- Short exercise
Starting at the line that contains "Point out the ceiling pipe, providing" and stopping after the last line of the stored dataset items below, turn only those lines into a JSON list of strings, one string per line, with blank lines omitted.

- Stored dataset items
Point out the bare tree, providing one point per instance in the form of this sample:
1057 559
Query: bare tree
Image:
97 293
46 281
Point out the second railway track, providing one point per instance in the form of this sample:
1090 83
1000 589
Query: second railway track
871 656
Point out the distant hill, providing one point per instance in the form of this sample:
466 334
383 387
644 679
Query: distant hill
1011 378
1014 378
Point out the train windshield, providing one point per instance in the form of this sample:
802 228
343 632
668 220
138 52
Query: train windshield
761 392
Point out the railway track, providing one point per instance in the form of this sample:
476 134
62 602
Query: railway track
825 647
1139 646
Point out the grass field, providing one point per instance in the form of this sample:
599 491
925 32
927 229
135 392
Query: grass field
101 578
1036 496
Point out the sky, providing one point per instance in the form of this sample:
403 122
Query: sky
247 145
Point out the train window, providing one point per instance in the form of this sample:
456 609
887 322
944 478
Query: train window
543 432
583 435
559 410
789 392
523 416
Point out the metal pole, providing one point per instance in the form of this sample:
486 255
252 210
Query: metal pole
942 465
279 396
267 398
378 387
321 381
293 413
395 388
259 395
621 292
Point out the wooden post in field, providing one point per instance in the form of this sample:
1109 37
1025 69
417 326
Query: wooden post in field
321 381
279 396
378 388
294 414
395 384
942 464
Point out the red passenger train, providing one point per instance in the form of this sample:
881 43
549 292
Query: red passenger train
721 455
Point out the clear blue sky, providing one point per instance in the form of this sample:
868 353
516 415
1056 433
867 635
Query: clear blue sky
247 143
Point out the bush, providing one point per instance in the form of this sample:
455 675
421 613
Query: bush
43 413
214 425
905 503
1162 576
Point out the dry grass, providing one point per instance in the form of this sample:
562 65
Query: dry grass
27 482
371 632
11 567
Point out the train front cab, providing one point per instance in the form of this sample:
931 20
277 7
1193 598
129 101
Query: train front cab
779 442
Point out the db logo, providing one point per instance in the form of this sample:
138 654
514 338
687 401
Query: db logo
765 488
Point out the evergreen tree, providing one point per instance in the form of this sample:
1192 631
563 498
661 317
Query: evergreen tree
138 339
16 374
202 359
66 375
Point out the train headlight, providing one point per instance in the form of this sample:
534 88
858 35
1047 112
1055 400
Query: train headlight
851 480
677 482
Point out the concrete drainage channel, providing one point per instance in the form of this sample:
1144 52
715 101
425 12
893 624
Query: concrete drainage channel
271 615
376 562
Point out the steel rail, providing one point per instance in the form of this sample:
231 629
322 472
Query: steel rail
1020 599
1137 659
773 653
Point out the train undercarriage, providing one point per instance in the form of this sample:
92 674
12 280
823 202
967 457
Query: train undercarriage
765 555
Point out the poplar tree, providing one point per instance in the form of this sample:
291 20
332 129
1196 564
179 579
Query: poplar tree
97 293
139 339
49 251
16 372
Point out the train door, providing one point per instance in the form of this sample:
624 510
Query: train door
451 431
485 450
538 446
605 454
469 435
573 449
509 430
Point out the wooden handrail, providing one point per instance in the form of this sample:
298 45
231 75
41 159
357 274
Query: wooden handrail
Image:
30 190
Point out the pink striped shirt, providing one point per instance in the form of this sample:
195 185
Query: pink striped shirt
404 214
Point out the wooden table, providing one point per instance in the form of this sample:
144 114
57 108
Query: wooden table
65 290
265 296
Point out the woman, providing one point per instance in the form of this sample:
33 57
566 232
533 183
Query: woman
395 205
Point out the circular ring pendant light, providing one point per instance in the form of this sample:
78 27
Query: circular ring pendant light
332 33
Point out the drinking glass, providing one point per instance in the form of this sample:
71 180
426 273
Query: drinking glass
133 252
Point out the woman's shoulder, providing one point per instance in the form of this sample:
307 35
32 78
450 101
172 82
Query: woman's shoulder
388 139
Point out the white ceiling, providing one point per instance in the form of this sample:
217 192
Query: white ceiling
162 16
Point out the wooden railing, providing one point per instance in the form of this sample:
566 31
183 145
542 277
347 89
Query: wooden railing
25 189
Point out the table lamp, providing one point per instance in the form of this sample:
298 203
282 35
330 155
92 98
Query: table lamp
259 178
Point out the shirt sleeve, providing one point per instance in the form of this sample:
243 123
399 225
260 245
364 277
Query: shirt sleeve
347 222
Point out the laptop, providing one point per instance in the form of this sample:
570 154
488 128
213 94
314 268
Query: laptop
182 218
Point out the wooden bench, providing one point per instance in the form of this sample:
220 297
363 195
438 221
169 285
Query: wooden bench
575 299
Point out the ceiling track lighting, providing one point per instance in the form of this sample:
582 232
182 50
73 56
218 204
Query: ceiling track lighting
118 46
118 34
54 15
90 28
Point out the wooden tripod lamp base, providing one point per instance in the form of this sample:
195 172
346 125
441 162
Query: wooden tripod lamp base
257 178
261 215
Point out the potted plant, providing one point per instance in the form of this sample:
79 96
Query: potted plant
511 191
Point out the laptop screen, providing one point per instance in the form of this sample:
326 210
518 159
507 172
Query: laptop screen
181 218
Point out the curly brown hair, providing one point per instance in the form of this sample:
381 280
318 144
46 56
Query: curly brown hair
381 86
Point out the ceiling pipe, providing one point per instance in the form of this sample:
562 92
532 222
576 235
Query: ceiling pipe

- Worked solution
[
  "Point out the ceiling pipe, providing one point per instance in the form of this sample:",
  "562 92",
  "532 222",
  "576 235",
  "Query: ceiling pipe"
]